§ **TEKS DITAMPILKAN**:
Menteri BUMN Erick thohir menyebut, utang Garuda yang dinegosiasikan dengan lessor saat ini mencapai US$7 miliar atau setara dengan Rp100,6 triliun. Erick masih optimis mendorong opsi langkah pemulihan Garuda. Hal itu disampaikan Erick dalam penandatanganan kerja sama code sharing Garuda Indonesia dengan maskapai asal UEA, Emirates di Dubai.
"Negosiasi utang-utang Garuda yang mencapai US$7 miliar dolar karena leasing cost termahal yang mencapai 26 persen lagi dinegosiasikan dengan para lessor. Meski demikian, kita tetap berusaha membuka opsi-opsi lain, paling tidak, agar bisa membantu pemulihan Garuda," jelas Erick di Dubai, Kamis, 4 November 2021.
Dengan kerja sama ini, pelanggan Garuda tetap bisa menjelajahi rute internasional melalui maskapai Emirates. Sebab, Garuda akan fokus untuk penerbangan domestik. Sebelum angka utang yang dinegoiasikan Rp100,6 triliun itu muncul, dalam rapat di DPR disebutkan bahwa utang Garuda yang jatuh tempo adalah Rp70 triliun dari total utang seluruhnya, termasuk jangka panjang mencapai Rp140 triliun. Biaya sewa pesawat memang diakui jadi beban terbesar yang membuat utang menggunung.

§ **TUGAS LATIHAN 1**: Terjemahkan kalimat dari teks tentang utang Garuda ini ke dalam bahasa Inggris: "Biaya sewa pesawat memang diakui jadi beban terbesar yang membuat utang menggunung."
§ **TUGAS LATIHAN 2**: Tolong salin persis bagian teks tentang utang Garuda antara "Dengan kerja sama" dan "membuat utang menggunung.", termasuk kedua bagian itu.

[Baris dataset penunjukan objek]
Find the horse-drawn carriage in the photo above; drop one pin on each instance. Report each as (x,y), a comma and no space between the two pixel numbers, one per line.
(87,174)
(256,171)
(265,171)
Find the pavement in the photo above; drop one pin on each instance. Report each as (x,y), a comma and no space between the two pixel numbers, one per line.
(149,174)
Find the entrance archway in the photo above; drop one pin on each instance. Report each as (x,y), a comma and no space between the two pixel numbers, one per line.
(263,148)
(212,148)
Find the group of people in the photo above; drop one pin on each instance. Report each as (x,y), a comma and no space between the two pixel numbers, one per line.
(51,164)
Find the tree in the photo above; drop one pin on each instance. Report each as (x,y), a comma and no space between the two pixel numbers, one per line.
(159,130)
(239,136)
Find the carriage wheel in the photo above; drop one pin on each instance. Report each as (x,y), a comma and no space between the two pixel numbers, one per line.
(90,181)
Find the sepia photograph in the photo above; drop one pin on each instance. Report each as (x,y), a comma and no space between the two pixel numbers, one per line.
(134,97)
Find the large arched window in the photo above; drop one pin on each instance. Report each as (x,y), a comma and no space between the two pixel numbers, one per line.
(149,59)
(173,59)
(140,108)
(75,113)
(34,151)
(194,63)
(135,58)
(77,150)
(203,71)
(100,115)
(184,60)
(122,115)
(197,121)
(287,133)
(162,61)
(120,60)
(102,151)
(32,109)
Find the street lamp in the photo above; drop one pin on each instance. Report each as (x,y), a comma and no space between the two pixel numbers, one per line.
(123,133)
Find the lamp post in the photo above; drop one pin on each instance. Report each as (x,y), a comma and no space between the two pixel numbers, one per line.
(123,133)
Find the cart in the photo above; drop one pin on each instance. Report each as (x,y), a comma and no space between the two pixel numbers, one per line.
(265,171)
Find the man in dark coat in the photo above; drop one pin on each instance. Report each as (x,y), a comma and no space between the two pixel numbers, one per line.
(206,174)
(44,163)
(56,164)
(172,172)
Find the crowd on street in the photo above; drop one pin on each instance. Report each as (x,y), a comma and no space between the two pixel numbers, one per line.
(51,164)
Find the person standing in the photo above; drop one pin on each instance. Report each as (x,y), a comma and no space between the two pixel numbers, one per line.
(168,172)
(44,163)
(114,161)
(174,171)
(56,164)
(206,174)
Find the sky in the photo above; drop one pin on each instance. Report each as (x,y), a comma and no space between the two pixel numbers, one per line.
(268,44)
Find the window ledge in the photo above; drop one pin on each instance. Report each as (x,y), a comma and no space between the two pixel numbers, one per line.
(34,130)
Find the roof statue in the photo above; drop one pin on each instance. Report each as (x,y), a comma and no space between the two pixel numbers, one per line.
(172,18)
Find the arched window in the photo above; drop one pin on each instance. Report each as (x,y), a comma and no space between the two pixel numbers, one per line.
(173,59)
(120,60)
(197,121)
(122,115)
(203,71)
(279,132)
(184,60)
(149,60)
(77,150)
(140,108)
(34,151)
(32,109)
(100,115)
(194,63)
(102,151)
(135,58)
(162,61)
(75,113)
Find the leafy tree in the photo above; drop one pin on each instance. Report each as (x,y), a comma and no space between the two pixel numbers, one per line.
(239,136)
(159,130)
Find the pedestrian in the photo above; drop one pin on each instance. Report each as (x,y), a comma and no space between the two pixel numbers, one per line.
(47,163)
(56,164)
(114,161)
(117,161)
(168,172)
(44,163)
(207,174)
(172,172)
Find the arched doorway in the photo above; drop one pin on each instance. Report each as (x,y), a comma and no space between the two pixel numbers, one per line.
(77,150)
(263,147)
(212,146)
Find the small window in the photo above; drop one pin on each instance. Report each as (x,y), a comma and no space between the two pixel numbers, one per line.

§ **JAWABAN TERTULIS 1**: The cost of leasing aircraft is indeed acknowledged as the biggest burden that has made the debt pile up.

§ **JAWABAN TERTULIS 2**:
Dengan kerja sama ini, pelanggan Garuda tetap bisa menjelajahi rute internasional melalui maskapai Emirates. Sebab, Garuda akan fokus untuk penerbangan domestik. Sebelum angka utang yang dinegoiasikan Rp100,6 triliun itu muncul, dalam rapat di DPR disebutkan bahwa utang Garuda yang jatuh tempo adalah Rp70 triliun dari total utang seluruhnya, termasuk jangka panjang mencapai Rp140 triliun. Biaya sewa pesawat memang diakui jadi beban terbesar yang membuat utang menggunung.